- Document excerpt
Add a Corpus for the names of medicines in india

nltk / nltk_data

NLTK Data

1.47k stars 1.05k forks source link

Add a Corpus for the names of medicines in india #78

Closed abeepathak96 closed 7 years ago

abeepathak96 commented 7 years ago

drugs.txt This is a text file that contains the names of medicines in India, which are prescribed in India by all the doctors this list is being constantly updated by our team. please add this list as a corpus in the nltk-data so that it can be used in the clinical data parsing.

alvations commented 7 years ago

Why is this file added to the non-breaking prefix?

abeepathak96 commented 7 years ago

That is the list of names of medicines in India which I want to add in nltk as a corpus so that drug named recognition can be performed

On Mon, Jun 5, 2017 at 2:27 AM, alvations notifications@github.com wrote:

Why is this file added to the non-breaking prefix?

- Raw data

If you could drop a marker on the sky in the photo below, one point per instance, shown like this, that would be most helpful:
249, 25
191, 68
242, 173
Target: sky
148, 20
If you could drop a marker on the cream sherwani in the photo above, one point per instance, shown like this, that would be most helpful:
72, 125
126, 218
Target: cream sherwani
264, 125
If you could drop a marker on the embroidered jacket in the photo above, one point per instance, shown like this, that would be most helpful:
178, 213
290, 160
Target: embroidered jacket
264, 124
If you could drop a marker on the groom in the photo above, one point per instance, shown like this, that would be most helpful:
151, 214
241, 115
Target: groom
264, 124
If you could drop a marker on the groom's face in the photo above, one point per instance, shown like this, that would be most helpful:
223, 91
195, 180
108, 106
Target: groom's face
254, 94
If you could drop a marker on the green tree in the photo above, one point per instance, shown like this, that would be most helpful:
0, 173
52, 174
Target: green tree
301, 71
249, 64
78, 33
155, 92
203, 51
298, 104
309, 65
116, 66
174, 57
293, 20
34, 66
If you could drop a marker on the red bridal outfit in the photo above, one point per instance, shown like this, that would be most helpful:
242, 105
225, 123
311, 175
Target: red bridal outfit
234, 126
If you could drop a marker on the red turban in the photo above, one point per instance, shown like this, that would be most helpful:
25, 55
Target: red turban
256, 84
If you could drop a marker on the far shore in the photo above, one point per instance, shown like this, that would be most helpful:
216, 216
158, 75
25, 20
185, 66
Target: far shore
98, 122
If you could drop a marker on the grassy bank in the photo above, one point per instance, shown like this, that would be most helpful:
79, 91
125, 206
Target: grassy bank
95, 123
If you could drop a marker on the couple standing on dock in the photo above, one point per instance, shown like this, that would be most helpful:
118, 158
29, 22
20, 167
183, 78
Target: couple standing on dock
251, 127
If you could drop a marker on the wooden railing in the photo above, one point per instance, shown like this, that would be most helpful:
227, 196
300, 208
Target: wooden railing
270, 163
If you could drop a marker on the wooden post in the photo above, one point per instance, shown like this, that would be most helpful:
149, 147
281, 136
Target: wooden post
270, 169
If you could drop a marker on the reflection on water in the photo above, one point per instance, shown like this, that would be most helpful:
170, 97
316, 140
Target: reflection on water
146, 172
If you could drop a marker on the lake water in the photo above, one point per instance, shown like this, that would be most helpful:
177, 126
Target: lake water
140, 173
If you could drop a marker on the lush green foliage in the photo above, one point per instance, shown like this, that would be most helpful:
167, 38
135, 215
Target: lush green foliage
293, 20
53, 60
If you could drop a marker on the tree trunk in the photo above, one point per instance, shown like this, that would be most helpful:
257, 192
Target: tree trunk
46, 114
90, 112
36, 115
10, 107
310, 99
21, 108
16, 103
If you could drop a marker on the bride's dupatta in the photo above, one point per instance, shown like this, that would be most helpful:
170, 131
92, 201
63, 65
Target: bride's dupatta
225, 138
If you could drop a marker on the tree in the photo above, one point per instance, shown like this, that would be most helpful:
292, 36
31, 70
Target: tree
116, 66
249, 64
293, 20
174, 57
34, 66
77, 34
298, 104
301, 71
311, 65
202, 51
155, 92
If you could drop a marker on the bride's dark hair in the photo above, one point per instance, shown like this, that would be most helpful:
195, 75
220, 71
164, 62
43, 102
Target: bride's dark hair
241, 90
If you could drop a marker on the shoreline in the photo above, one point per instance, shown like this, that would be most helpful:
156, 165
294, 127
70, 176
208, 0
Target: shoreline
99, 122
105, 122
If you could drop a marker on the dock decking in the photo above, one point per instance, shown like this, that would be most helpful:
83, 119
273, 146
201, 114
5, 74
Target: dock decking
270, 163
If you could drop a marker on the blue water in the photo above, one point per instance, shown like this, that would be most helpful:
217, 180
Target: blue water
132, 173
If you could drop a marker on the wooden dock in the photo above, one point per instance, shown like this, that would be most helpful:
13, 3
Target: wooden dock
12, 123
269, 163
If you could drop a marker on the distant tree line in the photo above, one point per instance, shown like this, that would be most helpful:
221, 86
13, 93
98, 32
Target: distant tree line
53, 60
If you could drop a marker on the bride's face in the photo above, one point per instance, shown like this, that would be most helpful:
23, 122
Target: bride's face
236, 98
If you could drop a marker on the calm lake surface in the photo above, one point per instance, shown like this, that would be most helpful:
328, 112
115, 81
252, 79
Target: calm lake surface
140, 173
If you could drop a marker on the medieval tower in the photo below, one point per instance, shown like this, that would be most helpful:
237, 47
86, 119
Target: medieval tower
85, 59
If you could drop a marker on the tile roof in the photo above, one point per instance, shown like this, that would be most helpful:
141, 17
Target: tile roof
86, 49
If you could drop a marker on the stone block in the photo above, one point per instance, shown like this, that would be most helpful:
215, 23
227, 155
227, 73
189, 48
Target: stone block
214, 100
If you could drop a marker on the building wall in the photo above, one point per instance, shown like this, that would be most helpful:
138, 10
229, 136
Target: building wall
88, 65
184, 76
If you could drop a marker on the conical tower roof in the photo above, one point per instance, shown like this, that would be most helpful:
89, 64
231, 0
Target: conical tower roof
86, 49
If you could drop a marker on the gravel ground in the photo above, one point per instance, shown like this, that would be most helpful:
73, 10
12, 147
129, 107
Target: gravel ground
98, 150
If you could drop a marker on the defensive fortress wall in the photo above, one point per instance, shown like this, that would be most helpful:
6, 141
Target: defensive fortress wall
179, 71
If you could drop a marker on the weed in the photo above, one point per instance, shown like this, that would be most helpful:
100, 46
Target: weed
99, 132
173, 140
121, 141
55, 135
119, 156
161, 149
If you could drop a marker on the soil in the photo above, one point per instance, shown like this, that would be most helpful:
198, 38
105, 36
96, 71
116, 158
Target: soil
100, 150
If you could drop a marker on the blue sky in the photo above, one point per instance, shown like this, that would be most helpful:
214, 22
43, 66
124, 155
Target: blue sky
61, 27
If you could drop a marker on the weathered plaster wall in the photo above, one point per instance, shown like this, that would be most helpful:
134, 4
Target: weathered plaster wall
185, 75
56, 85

- What you are asked to do
Change "constantly" to "regularly" in the medicines corpus thread, then write out the part between "drugs.txt This is" and "clinical data parsing.", inclusive. You won't need the rows.

- Solution to this task
drugs.txt This is a text file that contains the names of medicines in India, which are prescribed in India by all the doctors this list is being regularly updated by our team. please add this list as a corpus in the nltk-data so that it can be used in the clinical data parsing.